Object location annotation data:
⁂

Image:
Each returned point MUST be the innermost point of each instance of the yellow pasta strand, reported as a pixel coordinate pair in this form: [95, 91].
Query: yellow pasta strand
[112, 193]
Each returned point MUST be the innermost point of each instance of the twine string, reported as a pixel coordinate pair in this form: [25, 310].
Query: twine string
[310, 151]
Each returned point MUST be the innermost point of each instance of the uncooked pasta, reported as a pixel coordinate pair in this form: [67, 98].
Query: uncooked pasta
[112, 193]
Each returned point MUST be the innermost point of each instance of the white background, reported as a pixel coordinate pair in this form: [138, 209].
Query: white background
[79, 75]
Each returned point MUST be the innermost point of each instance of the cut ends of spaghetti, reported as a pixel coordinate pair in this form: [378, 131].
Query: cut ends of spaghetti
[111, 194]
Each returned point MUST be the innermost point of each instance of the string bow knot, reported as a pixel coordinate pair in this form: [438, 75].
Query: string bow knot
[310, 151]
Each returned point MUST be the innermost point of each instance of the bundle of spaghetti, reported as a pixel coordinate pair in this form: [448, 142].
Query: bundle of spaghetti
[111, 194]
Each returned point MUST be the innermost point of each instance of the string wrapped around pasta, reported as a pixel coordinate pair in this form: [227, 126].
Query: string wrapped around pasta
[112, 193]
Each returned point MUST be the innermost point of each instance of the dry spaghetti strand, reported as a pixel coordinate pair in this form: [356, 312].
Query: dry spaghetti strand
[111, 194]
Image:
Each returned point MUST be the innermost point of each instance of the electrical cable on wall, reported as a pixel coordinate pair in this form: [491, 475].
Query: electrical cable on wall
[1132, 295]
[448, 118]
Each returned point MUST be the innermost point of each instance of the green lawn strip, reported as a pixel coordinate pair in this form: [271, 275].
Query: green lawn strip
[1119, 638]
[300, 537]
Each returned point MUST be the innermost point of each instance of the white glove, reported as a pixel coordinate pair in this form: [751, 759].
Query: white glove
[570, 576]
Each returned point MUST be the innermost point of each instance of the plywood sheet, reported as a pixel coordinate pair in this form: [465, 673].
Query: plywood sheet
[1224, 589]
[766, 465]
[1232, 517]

⁂

▶ What to produce
Type out the material again exactly as presented.

▶ Correct answer
Image:
Each returned point MUST be the innermost point of each instance of the yellow pasta strand, reported as a pixel coordinate pair in this form: [95, 91].
Query: yellow pasta strand
[112, 193]
Each returned point MUST be the innermost point of each instance of the twine string, reported as a pixel coordinate pair in this form: [25, 310].
Query: twine string
[310, 151]
Each returned point MUST be the innermost point of each instance of the uncooked pasta, reported as a pixel coordinate pair in this form: [67, 98].
Query: uncooked pasta
[112, 193]
Each returned point MUST be the innermost point of each instance of the white background, reported as a pixel coordinate pair in this form: [138, 209].
Query: white background
[79, 75]
Each returned point MUST be the innermost point of each instance of the cut ends of spaghetti, reported as a pixel coordinate pair in this form: [378, 131].
Query: cut ends of spaghetti
[111, 194]
Each returned point MUST be the innermost point of each instance of the string bow knot, reported as a pixel coordinate pair in this form: [438, 75].
Query: string bow knot
[310, 151]
Each returned point MUST be the innermost point of each instance of the bundle of spaghetti, reported as a pixel coordinate pair in this form: [448, 142].
Query: bundle of spaghetti
[111, 194]
Each returned point MUST be the innermost point of each instance of the string wrapped around pasta, reported as a pixel coordinate pair in this form: [227, 126].
Query: string wrapped around pasta
[112, 193]
Each returned point MUST be the innermost point of each instance of the dry spaghetti strand, reported as a pixel coordinate pair in this form: [356, 312].
Query: dry spaghetti strand
[111, 194]
Image:
Each returned point MUST be the innermost point of each instance of the electrical cable on wall, reported as a pixel coordinate pair in this form: [491, 475].
Query: electrical cable on wall
[1132, 295]
[448, 118]
Each returned point MUST be the innermost point of each instance of the green lawn strip, reported as a pixel coordinate pair in this form: [271, 275].
Query: green lawn strip
[1119, 638]
[300, 537]
Each returned point MUST be the innermost point of each instance of the white glove, reported as a pixel coordinate pair in this form: [751, 759].
Query: white glove
[570, 576]
Each returned point MUST be the innermost point of each instance of the plywood sheet, reported as a pixel coordinate pair in this form: [465, 673].
Query: plywood sheet
[1224, 589]
[766, 465]
[1232, 517]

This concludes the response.